Evidence of new strains of bacteria in a lake hidden under an Icelandic glacier far from the sun has revealed how life might thrive in sub-surface oceans on the icy moons around Saturn and Jupiter. ‘Our preliminary results reveal new branches of life here,’ said Dr Gregory Farrant from Matís, a governmental research institute based in Iceland.

The lake – called Skaftárkatlar – is one of the best places on earth to study how life might evolve in the isolation of a subterranean ocean on a far away moon, as it lies beneath an ice sheet 300 meters thick and its waters have probably never been exposed to the atmosphere.

‘It’s tricky to analyse DNA of microbes that are totally new to science because there’s no prior knowledge about them,’ explained Dr Farrant, who is the lead investigator on an EU-funded research project called AstroLakes. ‘We’re dealing with a lot of unknowns.’

The team is studying microorganisms found in 10 precious samples taken from the lake over the last decade. Sampling beneath the glacier is difficult – a pump pulses hot water down to melt the ice in a column and then a sampler is sent to the bottom, collecting small volumes of sulphur-rich water.

The work is predicated on the idea that underground oceans probably represent our best chance of finding life on other planets.

### Information given
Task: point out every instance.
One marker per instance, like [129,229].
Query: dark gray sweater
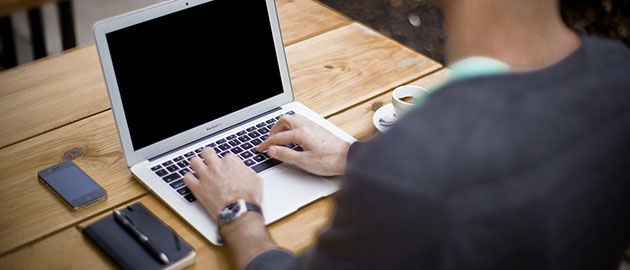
[515,171]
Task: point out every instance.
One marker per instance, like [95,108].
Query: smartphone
[72,185]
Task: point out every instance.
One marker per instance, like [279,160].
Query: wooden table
[57,108]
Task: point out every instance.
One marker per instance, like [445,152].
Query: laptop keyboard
[242,143]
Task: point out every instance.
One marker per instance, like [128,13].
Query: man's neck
[526,35]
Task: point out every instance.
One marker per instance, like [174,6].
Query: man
[517,168]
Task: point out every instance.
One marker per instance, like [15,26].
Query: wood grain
[57,90]
[24,220]
[43,95]
[295,233]
[301,19]
[349,65]
[358,119]
[29,210]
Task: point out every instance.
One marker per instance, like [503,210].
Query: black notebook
[128,253]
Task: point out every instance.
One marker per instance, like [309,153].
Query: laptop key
[224,147]
[161,172]
[183,191]
[266,165]
[184,171]
[177,184]
[247,154]
[237,150]
[190,197]
[243,138]
[249,162]
[171,177]
[259,158]
[172,168]
[246,146]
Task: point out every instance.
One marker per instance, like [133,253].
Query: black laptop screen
[184,69]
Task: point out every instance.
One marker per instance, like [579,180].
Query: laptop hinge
[214,134]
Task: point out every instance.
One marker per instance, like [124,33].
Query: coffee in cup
[404,98]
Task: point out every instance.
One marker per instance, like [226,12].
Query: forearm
[246,237]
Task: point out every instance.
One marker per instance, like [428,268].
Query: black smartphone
[72,185]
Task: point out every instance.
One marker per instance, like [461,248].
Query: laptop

### Your task
Print the glacier lake passage from "The lake – called" up to and including "of sulphur-rich water.", word for word. The listing is not needed for the task that comes after it.

### Task response
The lake – called Skaftárkatlar – is one of the best places on earth to study how life might evolve in the isolation of a subterranean ocean on a far away moon, as it lies beneath an ice sheet 300 meters thick and its waters have probably never been exposed to the atmosphere.

‘It’s tricky to analyse DNA of microbes that are totally new to science because there’s no prior knowledge about them,’ explained Dr Farrant, who is the lead investigator on an EU-funded research project called AstroLakes. ‘We’re dealing with a lot of unknowns.’

The team is studying microorganisms found in 10 precious samples taken from the lake over the last decade. Sampling beneath the glacier is difficult – a pump pulses hot water down to melt the ice in a column and then a sampler is sent to the bottom, collecting small volumes of sulphur-rich water.